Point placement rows
----------------------------------------

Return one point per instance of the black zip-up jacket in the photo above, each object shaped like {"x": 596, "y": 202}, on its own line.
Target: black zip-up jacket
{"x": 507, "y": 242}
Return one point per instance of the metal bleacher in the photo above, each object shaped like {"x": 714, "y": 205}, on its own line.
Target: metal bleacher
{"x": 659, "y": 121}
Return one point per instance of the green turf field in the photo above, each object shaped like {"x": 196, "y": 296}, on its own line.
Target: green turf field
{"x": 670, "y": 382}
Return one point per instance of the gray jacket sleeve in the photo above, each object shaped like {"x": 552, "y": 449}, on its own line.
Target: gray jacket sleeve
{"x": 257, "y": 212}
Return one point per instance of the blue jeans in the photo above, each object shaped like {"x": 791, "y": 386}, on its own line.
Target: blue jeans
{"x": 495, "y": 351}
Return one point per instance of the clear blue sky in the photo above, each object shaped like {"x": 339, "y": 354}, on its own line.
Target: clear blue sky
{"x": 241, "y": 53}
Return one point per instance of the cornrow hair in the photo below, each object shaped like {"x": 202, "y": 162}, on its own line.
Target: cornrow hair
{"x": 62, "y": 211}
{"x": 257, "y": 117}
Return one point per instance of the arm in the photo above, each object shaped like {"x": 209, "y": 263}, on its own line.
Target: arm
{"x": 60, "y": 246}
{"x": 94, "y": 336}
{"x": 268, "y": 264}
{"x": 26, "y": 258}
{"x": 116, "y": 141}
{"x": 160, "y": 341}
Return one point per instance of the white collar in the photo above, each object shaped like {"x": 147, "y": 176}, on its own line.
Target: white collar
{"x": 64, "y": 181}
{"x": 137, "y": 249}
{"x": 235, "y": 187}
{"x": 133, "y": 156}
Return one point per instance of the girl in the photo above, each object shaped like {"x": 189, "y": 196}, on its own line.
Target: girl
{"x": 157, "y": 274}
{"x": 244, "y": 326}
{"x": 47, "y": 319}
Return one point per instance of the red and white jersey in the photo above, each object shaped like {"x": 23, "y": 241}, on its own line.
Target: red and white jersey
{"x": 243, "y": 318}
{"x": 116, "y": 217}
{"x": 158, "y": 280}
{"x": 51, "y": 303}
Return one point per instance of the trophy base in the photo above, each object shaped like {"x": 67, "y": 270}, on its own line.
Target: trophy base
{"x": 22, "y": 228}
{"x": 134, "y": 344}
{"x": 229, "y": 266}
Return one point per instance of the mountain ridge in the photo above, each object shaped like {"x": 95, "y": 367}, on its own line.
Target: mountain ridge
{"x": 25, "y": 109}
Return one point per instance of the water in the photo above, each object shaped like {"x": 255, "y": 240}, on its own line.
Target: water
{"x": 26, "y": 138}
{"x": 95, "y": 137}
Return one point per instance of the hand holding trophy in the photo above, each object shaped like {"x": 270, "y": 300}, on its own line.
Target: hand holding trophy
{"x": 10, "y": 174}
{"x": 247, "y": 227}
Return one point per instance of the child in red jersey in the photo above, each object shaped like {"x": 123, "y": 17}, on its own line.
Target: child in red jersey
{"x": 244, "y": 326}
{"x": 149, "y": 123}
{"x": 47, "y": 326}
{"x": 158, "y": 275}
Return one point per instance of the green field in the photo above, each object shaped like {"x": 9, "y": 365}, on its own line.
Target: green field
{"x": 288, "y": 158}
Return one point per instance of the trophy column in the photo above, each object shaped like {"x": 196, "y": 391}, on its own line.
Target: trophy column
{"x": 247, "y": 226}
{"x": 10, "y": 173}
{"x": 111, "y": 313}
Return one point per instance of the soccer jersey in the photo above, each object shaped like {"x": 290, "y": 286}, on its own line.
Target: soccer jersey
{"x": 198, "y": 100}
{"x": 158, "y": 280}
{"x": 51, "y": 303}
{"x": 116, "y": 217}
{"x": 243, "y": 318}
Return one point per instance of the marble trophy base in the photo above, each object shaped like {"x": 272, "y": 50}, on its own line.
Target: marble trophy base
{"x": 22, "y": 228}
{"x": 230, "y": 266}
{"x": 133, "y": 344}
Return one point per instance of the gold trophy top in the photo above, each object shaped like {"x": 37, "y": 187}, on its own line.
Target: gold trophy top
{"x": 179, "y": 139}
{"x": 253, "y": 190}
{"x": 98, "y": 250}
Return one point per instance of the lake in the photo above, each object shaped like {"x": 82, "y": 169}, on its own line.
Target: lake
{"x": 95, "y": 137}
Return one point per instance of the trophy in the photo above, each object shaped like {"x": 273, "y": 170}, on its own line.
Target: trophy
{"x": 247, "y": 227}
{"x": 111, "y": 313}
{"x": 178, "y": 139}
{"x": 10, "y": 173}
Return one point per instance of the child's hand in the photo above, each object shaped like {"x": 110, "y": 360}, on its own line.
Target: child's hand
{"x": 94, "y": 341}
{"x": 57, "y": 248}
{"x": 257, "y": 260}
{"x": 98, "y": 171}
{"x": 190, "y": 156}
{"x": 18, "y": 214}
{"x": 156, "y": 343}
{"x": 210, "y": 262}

----------------------------------------

#### Problem description
Please reproduce the rows above line for line, keeping every character unchanged.

#### Written answer
Return one point per instance of the black zip-up jacket in the photo above, each object shaped like {"x": 596, "y": 202}, on its own line.
Target: black zip-up jacket
{"x": 507, "y": 242}
Return one point per instance of the metal bleacher in the photo above, each object shaped like {"x": 714, "y": 205}, on its own line.
Target: metal bleacher
{"x": 659, "y": 121}
Return one point per instance of the green turf field in the photo above, each object shaped like {"x": 196, "y": 296}, on its own line.
Target: green turf field
{"x": 670, "y": 382}
Return one point per instance of the gray jacket sleeve in the photo above, each object shaped like {"x": 552, "y": 449}, on its own line.
Target: gray jacket sleeve
{"x": 257, "y": 212}
Return one point per instance of the blue jeans in the photo above, each object shaped like {"x": 791, "y": 386}, on its own line.
Target: blue jeans
{"x": 495, "y": 351}
Return one point per instance of the clear blue sky in the photo above, each object shaped like {"x": 339, "y": 354}, on its own line.
Target: clear blue sky
{"x": 241, "y": 53}
Return one point per instance of the cornrow hair in the photo below, each object shaped like {"x": 202, "y": 162}, on its own line.
Target: cornrow hair
{"x": 62, "y": 211}
{"x": 257, "y": 117}
Return one point per instance of the arm in the photo above, each object shaped like {"x": 209, "y": 263}, on its own line.
Target: arm
{"x": 60, "y": 246}
{"x": 94, "y": 336}
{"x": 268, "y": 264}
{"x": 26, "y": 258}
{"x": 116, "y": 141}
{"x": 160, "y": 341}
Return one point per instance of the white collar in the photo above, each object shaped like {"x": 147, "y": 176}, on its own line.
Target: white collar
{"x": 64, "y": 181}
{"x": 137, "y": 249}
{"x": 235, "y": 187}
{"x": 133, "y": 156}
Return one point per instance of the girl in the photo above, each object shaped like {"x": 189, "y": 196}, on its own line.
Target: girl
{"x": 157, "y": 274}
{"x": 244, "y": 326}
{"x": 47, "y": 319}
Return one point per instance of the red and white jersey in the photo above, each object shaped like {"x": 23, "y": 241}, on its own line.
Target: red and white jersey
{"x": 243, "y": 318}
{"x": 116, "y": 217}
{"x": 158, "y": 280}
{"x": 51, "y": 303}
Return one point per instance of the trophy base in the photo above, each object shaped like {"x": 67, "y": 270}, on its own line.
Target: trophy base
{"x": 22, "y": 228}
{"x": 134, "y": 344}
{"x": 229, "y": 266}
Return one point per instance of the mountain ridge in the photo above, each object shaped like {"x": 95, "y": 367}, on its own line.
Target: mountain ridge
{"x": 25, "y": 109}
Return one point per instance of the water in the photo above, each object shaped like {"x": 255, "y": 240}, on its own line.
Target: water
{"x": 26, "y": 138}
{"x": 95, "y": 137}
Return one point per instance of the hand holding trophy in the photo above, each object shaped like {"x": 270, "y": 300}, on its own line.
Target: hand holding trophy
{"x": 10, "y": 174}
{"x": 247, "y": 227}
Return one point per instance of the child in red jersey in the photo above, each object shaped like {"x": 123, "y": 17}, on its own line.
Target: child in red jersey
{"x": 244, "y": 326}
{"x": 149, "y": 123}
{"x": 47, "y": 326}
{"x": 158, "y": 275}
Return one point per instance of the green field in the photo above, each object shaped like {"x": 9, "y": 365}, on its own line.
Target: green field
{"x": 288, "y": 158}
Return one point per instance of the trophy column in the photo above, each object shaped like {"x": 196, "y": 391}, on its own line.
Target: trophy column
{"x": 247, "y": 226}
{"x": 10, "y": 173}
{"x": 111, "y": 313}
Return one point per instance of the soccer jersey in the photo above, each object shaped like {"x": 290, "y": 286}, on its own line.
Target: soccer jersey
{"x": 198, "y": 100}
{"x": 158, "y": 280}
{"x": 51, "y": 303}
{"x": 116, "y": 217}
{"x": 243, "y": 318}
Return one point per instance of the marble trophy base in the photo above, each object shaped like {"x": 272, "y": 50}, on its own line.
Target: marble trophy base
{"x": 22, "y": 228}
{"x": 230, "y": 266}
{"x": 133, "y": 344}
Return one point per instance of the gold trophy top in the photo above, each object shaped like {"x": 37, "y": 187}, on its own line.
Target: gold trophy top
{"x": 179, "y": 139}
{"x": 253, "y": 190}
{"x": 98, "y": 250}
Return one point per instance of the lake in the photo above, each object shaped like {"x": 82, "y": 169}, on its own line.
Target: lake
{"x": 95, "y": 137}
Return one point per instance of the trophy in the photo above, each object shaped like {"x": 273, "y": 170}, on its own line.
Target: trophy
{"x": 247, "y": 227}
{"x": 111, "y": 313}
{"x": 178, "y": 139}
{"x": 10, "y": 173}
Return one point per instance of the child's hand in the photo above, each object shaped like {"x": 110, "y": 360}, on its own line.
Target: child's hand
{"x": 94, "y": 341}
{"x": 57, "y": 248}
{"x": 257, "y": 260}
{"x": 98, "y": 171}
{"x": 190, "y": 156}
{"x": 18, "y": 214}
{"x": 156, "y": 343}
{"x": 210, "y": 262}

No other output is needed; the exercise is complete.